Collected data entries
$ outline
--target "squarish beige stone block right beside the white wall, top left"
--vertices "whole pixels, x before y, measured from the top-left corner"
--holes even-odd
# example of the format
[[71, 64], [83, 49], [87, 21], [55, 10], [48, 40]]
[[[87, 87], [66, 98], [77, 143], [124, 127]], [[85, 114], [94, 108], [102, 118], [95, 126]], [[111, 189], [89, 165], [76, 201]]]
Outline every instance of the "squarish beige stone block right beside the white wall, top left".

__Task to complete__
Looking at the records above, which lines contain "wall"? Copy those lines.

__Output below__
--target "squarish beige stone block right beside the white wall, top left"
Outline every instance of the "squarish beige stone block right beside the white wall, top left".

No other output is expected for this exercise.